Data shown

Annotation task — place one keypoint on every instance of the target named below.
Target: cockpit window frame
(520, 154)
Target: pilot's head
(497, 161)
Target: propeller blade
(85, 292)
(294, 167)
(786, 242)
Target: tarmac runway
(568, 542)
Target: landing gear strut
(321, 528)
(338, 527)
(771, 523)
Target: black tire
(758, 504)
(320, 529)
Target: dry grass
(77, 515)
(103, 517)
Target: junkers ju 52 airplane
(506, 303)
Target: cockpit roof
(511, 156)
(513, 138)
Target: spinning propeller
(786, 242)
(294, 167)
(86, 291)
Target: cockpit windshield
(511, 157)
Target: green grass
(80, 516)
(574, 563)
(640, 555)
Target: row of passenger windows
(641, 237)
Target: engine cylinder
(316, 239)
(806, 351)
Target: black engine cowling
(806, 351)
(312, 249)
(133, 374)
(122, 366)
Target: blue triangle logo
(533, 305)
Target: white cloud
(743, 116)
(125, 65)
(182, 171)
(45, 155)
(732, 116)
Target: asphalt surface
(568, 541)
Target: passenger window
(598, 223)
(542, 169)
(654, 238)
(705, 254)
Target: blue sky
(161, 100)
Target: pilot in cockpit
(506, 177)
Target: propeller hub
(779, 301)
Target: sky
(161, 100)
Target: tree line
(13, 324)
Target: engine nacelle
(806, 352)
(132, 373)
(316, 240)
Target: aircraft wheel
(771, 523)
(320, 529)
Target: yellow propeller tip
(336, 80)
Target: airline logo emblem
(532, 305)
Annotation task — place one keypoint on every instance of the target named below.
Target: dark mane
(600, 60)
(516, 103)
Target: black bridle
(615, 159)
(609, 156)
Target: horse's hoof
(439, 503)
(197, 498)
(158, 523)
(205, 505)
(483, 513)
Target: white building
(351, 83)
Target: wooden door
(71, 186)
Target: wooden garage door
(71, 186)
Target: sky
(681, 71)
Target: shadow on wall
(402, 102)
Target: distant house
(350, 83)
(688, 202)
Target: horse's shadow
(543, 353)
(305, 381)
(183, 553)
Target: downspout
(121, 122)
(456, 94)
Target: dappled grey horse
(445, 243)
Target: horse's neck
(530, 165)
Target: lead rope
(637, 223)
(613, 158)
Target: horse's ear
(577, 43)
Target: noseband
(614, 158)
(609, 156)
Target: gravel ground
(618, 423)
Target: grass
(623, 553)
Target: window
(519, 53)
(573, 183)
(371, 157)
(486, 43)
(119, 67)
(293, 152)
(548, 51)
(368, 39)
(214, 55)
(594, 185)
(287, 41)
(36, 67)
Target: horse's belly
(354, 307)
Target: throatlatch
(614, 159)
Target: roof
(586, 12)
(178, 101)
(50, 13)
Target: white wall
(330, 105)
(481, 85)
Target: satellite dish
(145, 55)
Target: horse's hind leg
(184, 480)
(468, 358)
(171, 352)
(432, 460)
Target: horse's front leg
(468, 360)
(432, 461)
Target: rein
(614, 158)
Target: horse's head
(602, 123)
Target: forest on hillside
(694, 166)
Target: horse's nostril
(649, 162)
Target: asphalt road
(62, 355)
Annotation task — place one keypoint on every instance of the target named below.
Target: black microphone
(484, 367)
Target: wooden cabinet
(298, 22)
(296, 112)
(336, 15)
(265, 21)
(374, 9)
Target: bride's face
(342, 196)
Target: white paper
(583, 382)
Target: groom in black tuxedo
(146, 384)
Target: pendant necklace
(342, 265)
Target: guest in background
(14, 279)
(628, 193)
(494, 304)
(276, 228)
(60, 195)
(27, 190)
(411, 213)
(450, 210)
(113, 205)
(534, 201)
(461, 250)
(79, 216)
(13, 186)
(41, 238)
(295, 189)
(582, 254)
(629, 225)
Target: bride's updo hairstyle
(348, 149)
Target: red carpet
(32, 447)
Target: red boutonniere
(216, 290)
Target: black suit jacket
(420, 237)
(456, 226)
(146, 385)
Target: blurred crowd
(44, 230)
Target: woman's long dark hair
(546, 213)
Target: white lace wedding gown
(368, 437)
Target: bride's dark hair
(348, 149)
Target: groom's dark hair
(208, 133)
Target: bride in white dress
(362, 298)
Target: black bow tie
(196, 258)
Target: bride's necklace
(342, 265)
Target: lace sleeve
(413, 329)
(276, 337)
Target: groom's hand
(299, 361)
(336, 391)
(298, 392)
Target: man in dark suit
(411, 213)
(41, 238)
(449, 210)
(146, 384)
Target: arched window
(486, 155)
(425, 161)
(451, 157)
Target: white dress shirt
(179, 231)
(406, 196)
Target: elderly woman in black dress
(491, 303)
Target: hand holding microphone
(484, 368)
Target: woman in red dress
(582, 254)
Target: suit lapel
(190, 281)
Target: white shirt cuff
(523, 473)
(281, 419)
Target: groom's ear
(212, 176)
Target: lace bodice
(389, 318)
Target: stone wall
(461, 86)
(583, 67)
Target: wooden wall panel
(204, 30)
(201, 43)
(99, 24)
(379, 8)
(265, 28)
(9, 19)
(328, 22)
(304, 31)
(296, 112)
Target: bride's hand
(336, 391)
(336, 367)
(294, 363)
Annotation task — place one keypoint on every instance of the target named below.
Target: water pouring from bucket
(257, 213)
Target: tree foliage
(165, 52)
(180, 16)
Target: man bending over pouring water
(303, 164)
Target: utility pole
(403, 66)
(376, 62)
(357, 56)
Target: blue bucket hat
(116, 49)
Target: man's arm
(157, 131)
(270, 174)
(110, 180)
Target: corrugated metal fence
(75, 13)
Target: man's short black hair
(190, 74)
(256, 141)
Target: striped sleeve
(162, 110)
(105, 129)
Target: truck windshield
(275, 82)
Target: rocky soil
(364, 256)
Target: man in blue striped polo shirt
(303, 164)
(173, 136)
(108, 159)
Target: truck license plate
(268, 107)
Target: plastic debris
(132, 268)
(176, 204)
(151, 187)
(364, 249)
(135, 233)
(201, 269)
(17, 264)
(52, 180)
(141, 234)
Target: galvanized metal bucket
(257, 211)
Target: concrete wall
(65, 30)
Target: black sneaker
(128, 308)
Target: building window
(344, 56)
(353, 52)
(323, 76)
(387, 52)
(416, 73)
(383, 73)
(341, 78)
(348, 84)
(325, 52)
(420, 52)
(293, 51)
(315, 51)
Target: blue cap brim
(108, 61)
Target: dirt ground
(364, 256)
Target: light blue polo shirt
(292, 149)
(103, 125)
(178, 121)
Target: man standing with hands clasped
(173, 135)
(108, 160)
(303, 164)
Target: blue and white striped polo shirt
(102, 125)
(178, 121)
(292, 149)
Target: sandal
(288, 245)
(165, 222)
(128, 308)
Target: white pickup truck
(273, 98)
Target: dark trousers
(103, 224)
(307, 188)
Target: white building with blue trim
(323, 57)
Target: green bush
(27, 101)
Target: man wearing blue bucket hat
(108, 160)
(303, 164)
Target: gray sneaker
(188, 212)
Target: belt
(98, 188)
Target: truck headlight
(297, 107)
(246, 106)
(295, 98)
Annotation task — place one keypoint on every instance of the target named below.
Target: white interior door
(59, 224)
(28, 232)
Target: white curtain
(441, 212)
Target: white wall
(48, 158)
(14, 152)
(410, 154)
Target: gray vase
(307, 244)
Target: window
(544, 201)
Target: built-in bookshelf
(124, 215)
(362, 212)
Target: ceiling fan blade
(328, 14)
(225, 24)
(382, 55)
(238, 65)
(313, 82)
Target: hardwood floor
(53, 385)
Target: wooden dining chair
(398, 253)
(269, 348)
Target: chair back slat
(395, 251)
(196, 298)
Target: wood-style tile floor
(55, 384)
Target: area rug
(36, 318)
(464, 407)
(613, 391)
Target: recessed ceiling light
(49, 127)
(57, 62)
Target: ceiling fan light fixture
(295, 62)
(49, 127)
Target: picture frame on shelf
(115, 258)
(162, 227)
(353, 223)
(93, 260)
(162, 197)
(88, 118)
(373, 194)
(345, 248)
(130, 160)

Exercise details
Set down exactly the line that holds "Target: truck headlight" and all lines after it to the end of the data.

Your solution
Target: truck headlight
(297, 107)
(246, 106)
(295, 98)
Annotation task — place one keypoint on every instance of the target named below.
Target: white interior door
(59, 224)
(28, 232)
Target: white curtain
(441, 212)
Target: white wall
(48, 158)
(14, 152)
(410, 154)
Target: gray vase
(307, 244)
Target: window
(544, 201)
Target: built-in bookshelf
(124, 215)
(362, 212)
Target: ceiling fan blade
(328, 14)
(225, 24)
(382, 55)
(238, 65)
(313, 82)
Target: hardwood floor
(53, 385)
Target: wooden dining chair
(398, 253)
(269, 348)
Target: chair back slat
(395, 251)
(196, 298)
Target: wood-style tile floor
(55, 384)
Target: area rug
(36, 318)
(464, 407)
(613, 391)
Target: recessed ceiling light
(49, 127)
(57, 62)
Target: ceiling fan light fixture
(295, 62)
(49, 127)
Target: picture frame on shelf
(115, 258)
(162, 227)
(353, 223)
(93, 260)
(162, 197)
(88, 118)
(373, 194)
(345, 248)
(130, 160)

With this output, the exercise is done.